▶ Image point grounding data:
*** Block opens ***

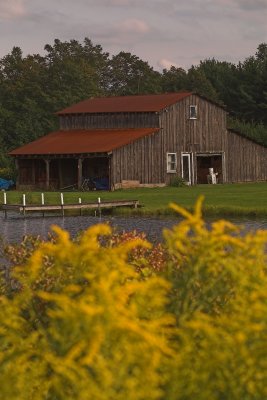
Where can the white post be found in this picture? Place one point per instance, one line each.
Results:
(24, 203)
(99, 207)
(80, 202)
(62, 203)
(5, 203)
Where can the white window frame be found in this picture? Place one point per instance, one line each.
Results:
(192, 114)
(171, 171)
(189, 157)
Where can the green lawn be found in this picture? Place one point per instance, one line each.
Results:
(233, 199)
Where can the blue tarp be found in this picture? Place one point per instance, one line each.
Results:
(101, 183)
(5, 185)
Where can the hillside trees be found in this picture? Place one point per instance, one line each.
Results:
(129, 75)
(34, 87)
(80, 319)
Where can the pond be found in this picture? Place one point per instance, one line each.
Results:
(14, 227)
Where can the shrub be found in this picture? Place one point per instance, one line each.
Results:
(85, 321)
(83, 325)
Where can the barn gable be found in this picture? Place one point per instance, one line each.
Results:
(143, 139)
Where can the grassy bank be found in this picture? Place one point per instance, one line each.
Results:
(248, 200)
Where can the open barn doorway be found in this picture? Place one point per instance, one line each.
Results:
(207, 161)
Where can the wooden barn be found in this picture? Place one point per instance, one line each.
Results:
(139, 140)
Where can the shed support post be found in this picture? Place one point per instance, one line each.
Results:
(33, 172)
(80, 172)
(47, 173)
(18, 173)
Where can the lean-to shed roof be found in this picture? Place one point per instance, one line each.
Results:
(139, 103)
(82, 141)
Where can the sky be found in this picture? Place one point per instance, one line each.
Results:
(161, 32)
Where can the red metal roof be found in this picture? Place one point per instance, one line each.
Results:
(82, 141)
(140, 103)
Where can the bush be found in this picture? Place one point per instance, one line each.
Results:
(94, 318)
(81, 324)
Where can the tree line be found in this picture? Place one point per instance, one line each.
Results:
(34, 87)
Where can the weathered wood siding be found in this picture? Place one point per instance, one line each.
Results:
(109, 121)
(140, 160)
(145, 159)
(246, 160)
(207, 133)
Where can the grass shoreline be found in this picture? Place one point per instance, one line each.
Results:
(231, 200)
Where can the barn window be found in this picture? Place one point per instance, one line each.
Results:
(193, 112)
(171, 162)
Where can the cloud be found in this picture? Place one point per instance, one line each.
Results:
(134, 25)
(252, 5)
(12, 9)
(166, 64)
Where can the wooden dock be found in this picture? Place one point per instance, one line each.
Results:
(23, 209)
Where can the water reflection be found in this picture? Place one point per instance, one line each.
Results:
(14, 227)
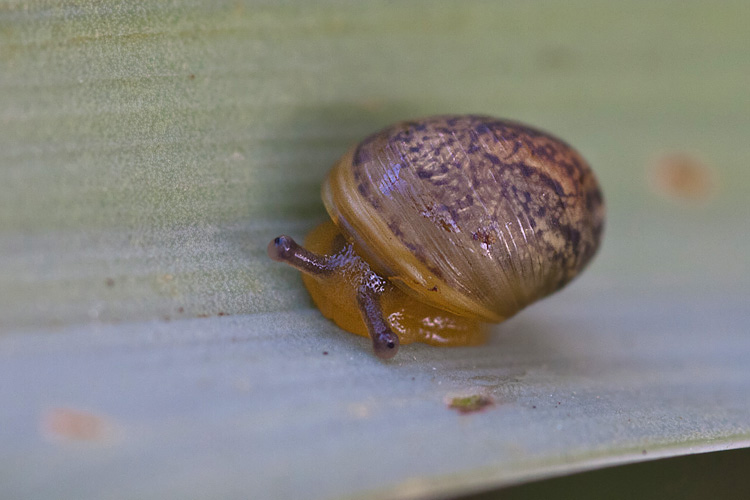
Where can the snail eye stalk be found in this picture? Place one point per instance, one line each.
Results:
(385, 342)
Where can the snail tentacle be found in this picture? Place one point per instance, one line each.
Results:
(284, 249)
(384, 341)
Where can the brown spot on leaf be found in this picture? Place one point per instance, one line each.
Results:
(76, 425)
(682, 177)
(470, 404)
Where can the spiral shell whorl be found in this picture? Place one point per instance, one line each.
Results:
(478, 215)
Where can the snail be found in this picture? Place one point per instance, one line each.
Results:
(443, 225)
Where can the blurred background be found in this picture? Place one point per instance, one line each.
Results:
(149, 151)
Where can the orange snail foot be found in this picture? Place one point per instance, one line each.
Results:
(335, 293)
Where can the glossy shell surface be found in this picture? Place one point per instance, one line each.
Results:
(473, 214)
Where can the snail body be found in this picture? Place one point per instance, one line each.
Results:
(442, 225)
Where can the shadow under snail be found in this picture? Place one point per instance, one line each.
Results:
(442, 225)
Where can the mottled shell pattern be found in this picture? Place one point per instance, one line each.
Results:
(472, 214)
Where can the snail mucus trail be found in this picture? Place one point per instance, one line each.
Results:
(443, 225)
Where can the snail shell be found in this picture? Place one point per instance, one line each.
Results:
(494, 214)
(471, 215)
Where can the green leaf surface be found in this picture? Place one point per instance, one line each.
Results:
(150, 150)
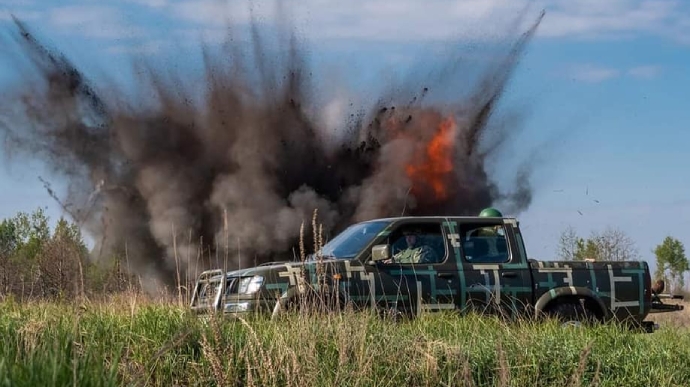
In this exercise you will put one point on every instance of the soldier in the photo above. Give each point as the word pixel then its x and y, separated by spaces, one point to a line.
pixel 415 253
pixel 493 232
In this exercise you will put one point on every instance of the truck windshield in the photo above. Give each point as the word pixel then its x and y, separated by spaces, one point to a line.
pixel 348 243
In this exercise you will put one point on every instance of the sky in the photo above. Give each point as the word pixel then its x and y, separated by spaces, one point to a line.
pixel 603 86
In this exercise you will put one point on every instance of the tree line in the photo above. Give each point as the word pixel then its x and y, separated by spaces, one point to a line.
pixel 612 244
pixel 39 263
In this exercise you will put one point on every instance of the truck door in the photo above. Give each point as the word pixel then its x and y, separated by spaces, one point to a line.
pixel 491 277
pixel 419 251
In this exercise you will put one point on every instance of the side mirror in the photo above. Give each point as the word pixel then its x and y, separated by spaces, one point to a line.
pixel 380 253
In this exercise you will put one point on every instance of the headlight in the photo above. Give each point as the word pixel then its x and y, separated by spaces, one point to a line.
pixel 250 285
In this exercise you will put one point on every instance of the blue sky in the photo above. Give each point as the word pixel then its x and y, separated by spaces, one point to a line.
pixel 605 82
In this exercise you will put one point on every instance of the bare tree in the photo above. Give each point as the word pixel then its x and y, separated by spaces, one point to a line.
pixel 612 244
pixel 615 245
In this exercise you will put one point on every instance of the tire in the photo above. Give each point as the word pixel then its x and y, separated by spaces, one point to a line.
pixel 311 303
pixel 571 313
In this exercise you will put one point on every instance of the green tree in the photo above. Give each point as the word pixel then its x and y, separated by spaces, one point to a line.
pixel 671 262
pixel 611 244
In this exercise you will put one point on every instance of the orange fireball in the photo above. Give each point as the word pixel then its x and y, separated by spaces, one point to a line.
pixel 432 166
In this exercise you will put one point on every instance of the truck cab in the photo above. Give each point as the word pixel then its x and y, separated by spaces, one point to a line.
pixel 412 265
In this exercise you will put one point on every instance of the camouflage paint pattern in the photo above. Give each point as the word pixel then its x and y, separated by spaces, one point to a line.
pixel 509 284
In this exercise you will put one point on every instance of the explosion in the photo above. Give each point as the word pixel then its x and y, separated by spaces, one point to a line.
pixel 436 165
pixel 188 183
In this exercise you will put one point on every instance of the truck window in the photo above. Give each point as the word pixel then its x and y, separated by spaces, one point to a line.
pixel 484 243
pixel 418 244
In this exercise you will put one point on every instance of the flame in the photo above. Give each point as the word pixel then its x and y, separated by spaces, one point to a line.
pixel 433 163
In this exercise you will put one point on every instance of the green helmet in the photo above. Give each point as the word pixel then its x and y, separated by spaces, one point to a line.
pixel 490 212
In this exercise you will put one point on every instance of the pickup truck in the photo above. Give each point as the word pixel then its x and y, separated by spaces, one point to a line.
pixel 411 265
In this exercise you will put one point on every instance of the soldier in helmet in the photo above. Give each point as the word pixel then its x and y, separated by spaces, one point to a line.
pixel 415 252
pixel 490 212
pixel 493 232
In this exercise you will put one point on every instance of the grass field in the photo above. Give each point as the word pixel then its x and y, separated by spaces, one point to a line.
pixel 131 341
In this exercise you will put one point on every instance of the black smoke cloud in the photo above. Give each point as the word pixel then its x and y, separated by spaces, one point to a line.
pixel 179 180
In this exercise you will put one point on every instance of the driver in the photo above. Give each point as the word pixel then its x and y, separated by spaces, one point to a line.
pixel 414 253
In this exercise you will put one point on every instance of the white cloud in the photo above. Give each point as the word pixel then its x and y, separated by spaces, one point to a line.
pixel 93 21
pixel 592 73
pixel 150 3
pixel 147 48
pixel 645 72
pixel 403 20
pixel 25 15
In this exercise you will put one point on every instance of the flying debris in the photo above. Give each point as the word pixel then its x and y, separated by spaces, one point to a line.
pixel 183 182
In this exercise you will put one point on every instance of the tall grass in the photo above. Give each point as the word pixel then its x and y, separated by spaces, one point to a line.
pixel 128 342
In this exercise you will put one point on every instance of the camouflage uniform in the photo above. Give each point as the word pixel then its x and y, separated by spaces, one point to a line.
pixel 420 254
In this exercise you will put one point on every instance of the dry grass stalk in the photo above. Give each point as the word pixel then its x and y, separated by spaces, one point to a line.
pixel 576 378
pixel 503 366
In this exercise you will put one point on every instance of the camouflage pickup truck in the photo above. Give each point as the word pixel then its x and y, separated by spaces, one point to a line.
pixel 411 265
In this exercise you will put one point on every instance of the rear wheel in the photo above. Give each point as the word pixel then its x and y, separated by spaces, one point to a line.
pixel 572 313
pixel 310 302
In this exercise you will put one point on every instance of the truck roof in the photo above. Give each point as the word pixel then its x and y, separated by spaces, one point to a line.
pixel 459 217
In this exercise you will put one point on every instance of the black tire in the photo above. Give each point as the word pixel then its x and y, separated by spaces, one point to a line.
pixel 571 313
pixel 310 303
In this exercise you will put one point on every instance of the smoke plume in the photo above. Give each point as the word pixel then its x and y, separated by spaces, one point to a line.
pixel 179 180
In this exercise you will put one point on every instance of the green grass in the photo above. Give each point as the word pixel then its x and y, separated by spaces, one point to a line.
pixel 155 344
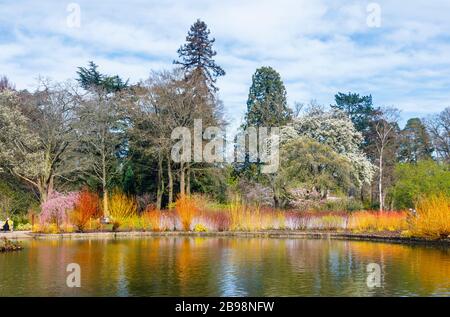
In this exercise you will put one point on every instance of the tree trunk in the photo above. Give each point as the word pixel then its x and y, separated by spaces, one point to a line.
pixel 105 202
pixel 188 180
pixel 160 189
pixel 380 180
pixel 182 180
pixel 169 173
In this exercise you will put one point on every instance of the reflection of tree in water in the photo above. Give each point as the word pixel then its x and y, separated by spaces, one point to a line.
pixel 182 266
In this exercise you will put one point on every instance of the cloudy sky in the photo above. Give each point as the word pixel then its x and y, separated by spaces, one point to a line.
pixel 319 47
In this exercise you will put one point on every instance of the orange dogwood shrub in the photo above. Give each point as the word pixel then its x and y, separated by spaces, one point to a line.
pixel 86 207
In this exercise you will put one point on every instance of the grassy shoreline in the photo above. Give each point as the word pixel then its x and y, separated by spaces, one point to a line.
pixel 389 237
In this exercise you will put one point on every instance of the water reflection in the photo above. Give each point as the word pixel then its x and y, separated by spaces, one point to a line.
pixel 181 266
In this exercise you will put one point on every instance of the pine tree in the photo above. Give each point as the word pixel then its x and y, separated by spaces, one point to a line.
pixel 267 103
pixel 196 56
pixel 359 109
pixel 89 77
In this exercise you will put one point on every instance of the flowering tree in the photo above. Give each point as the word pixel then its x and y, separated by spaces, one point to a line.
pixel 55 209
pixel 336 130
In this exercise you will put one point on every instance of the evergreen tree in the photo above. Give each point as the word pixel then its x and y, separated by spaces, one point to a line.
pixel 359 109
pixel 267 104
pixel 196 56
pixel 415 143
pixel 89 77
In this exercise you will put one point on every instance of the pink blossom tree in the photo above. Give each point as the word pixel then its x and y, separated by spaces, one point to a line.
pixel 55 209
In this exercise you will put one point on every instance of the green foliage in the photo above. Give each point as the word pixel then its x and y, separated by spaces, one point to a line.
pixel 416 180
pixel 197 54
pixel 266 104
pixel 15 201
pixel 89 77
pixel 359 108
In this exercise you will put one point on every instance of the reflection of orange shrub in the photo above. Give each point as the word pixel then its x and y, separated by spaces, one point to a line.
pixel 86 207
pixel 186 210
pixel 378 221
pixel 433 217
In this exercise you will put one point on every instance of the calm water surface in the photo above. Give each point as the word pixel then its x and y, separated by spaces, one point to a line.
pixel 180 266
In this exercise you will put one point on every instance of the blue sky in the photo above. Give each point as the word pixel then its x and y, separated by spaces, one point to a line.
pixel 319 47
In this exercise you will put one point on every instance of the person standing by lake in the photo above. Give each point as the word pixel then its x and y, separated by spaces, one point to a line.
pixel 6 225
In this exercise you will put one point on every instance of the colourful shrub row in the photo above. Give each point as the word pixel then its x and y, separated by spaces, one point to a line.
pixel 81 212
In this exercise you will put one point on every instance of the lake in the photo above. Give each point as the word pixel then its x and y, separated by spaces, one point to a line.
pixel 209 266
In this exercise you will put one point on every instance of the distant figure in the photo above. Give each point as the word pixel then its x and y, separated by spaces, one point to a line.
pixel 6 225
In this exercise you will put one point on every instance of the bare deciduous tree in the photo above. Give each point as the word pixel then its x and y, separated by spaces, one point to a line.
pixel 384 128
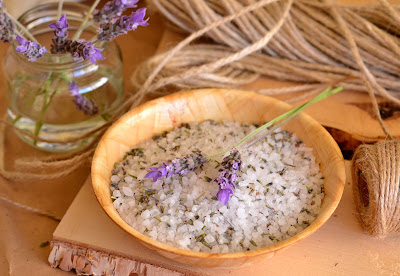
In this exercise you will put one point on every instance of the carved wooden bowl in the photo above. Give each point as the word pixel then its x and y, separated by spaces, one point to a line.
pixel 164 113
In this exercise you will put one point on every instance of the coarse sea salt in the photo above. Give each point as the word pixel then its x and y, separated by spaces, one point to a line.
pixel 277 195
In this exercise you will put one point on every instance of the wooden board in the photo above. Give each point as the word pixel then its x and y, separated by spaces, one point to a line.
pixel 339 247
pixel 348 116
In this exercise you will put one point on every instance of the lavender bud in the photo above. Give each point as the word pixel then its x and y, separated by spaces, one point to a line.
pixel 60 40
pixel 83 49
pixel 227 175
pixel 30 49
pixel 178 166
pixel 110 30
pixel 6 27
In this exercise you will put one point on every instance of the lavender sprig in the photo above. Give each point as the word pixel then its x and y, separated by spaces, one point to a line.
pixel 227 175
pixel 30 49
pixel 6 26
pixel 178 166
pixel 83 49
pixel 88 107
pixel 122 25
pixel 60 40
pixel 232 164
pixel 112 9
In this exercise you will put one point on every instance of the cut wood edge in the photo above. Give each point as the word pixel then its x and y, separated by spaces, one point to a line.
pixel 87 261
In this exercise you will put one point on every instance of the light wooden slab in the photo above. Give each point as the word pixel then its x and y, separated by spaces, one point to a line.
pixel 340 247
pixel 348 115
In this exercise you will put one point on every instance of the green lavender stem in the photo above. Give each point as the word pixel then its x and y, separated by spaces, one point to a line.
pixel 59 10
pixel 22 27
pixel 285 117
pixel 46 103
pixel 85 20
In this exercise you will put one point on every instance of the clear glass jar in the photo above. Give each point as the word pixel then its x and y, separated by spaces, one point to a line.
pixel 38 97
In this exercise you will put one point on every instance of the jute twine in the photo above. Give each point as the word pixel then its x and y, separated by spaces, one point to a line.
pixel 311 42
pixel 376 186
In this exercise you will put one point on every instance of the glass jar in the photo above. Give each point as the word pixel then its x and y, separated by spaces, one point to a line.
pixel 38 97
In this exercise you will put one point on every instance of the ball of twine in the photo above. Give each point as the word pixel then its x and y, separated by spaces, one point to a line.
pixel 376 186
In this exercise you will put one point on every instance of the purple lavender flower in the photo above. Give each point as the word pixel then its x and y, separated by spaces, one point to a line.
pixel 227 175
pixel 112 9
pixel 30 49
pixel 178 166
pixel 83 49
pixel 122 25
pixel 60 40
pixel 6 26
pixel 88 107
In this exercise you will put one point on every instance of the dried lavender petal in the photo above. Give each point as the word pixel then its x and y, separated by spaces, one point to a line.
pixel 227 175
pixel 6 27
pixel 30 49
pixel 60 40
pixel 83 49
pixel 178 166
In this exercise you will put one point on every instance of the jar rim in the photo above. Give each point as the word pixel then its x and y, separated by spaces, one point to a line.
pixel 56 62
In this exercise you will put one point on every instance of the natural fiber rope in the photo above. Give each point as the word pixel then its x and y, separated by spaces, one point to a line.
pixel 302 41
pixel 309 47
pixel 376 186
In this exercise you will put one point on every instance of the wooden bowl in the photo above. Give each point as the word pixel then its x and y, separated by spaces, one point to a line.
pixel 165 113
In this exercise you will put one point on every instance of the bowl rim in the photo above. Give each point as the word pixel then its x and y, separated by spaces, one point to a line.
pixel 316 224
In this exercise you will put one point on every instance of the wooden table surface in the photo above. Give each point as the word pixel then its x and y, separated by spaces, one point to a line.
pixel 22 232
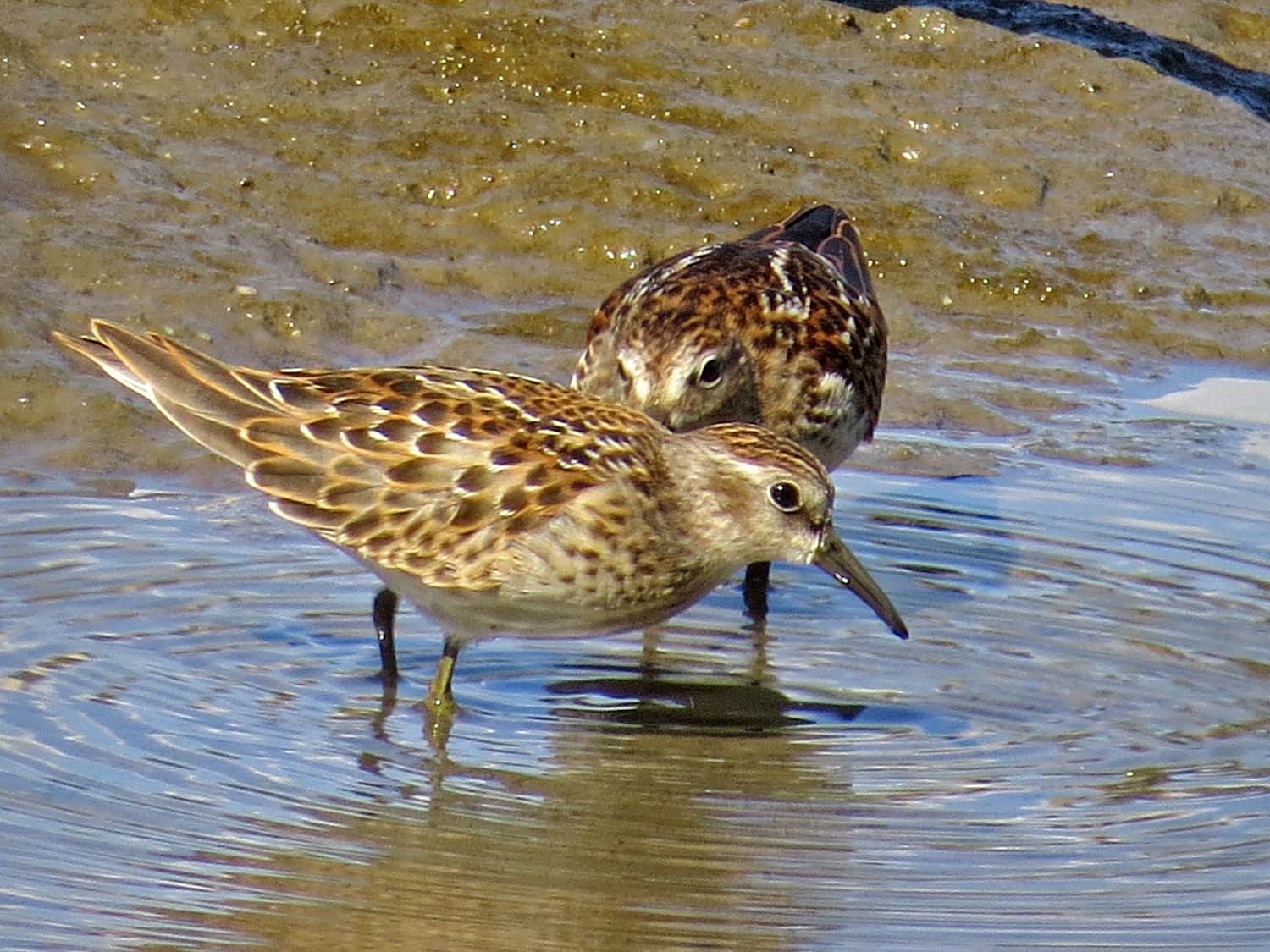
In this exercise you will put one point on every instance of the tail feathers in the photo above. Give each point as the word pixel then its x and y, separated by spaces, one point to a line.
pixel 229 410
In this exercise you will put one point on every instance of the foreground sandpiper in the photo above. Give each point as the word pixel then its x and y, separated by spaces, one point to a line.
pixel 498 504
pixel 781 327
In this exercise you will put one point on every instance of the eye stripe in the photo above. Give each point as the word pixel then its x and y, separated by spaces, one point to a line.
pixel 785 497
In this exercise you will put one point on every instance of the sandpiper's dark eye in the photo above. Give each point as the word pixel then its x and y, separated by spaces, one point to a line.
pixel 710 371
pixel 785 497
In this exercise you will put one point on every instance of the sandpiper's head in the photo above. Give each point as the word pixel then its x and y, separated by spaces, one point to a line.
pixel 780 502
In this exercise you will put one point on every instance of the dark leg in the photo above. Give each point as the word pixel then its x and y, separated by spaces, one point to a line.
pixel 756 589
pixel 384 614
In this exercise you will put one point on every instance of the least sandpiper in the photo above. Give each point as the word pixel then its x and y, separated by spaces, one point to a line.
pixel 498 504
pixel 781 327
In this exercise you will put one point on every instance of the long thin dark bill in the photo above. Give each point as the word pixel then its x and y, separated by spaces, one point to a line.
pixel 836 559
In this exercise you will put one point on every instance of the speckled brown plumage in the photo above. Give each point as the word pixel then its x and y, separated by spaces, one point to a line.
pixel 498 503
pixel 781 327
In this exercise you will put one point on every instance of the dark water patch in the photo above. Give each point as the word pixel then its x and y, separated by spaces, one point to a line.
pixel 1112 38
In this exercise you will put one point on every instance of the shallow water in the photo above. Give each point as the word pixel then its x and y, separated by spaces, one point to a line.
pixel 1072 746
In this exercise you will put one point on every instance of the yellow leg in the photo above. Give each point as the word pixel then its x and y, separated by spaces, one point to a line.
pixel 439 696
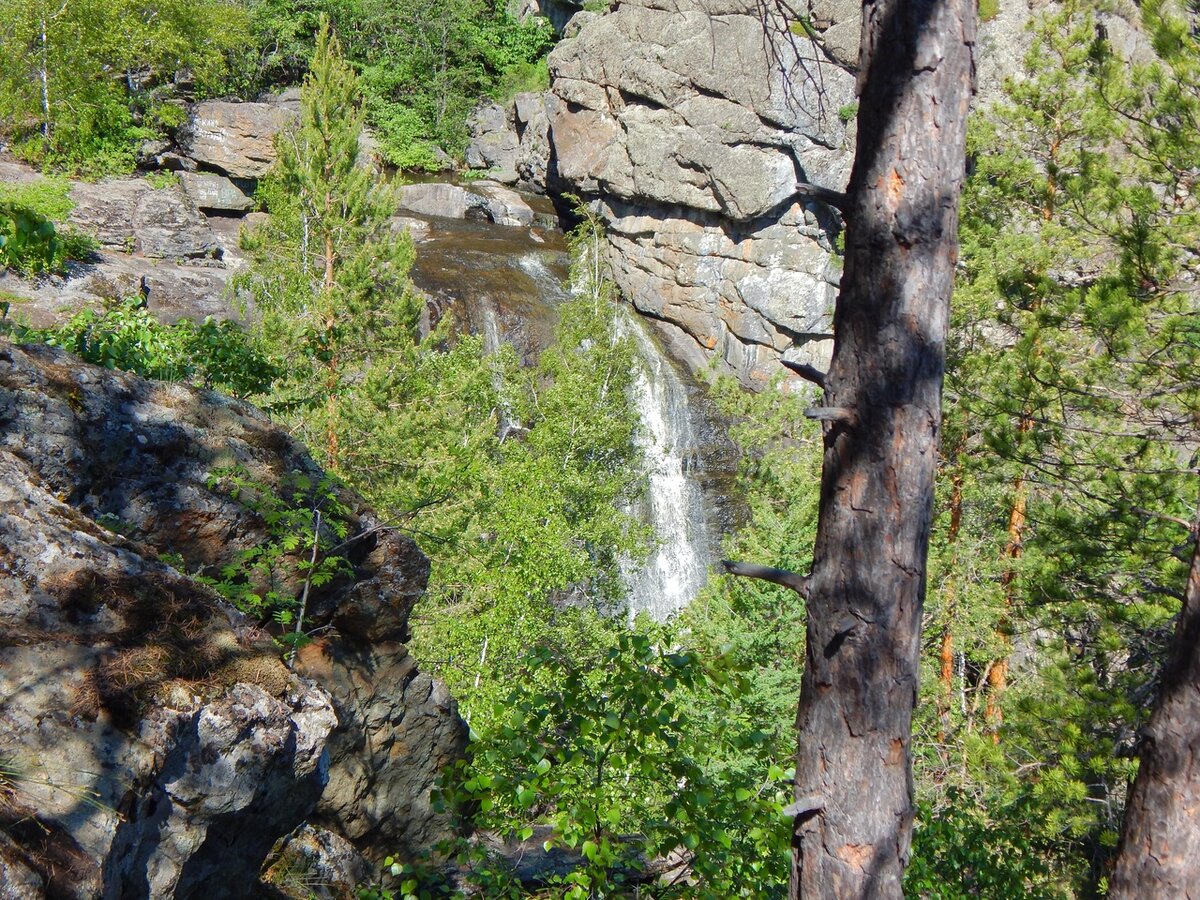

*** Block closes ***

▶ EXERCISE GOAL: What you give back should be exactly the lines of the data above from the line with "Where can the grass shoreline" through the line with "Where can the cloud", both of those included, and nothing more.

▶ WRITTEN SOLUTION:
Where can the grass shoreline be found in this picture? Place one point per instance, one line each.
Results:
(231, 200)
Where can the barn window be found in this picture? Place one point per instance, one line each.
Results:
(193, 112)
(171, 162)
Where can the cloud be found in this picture? Place one point per instance, one line each.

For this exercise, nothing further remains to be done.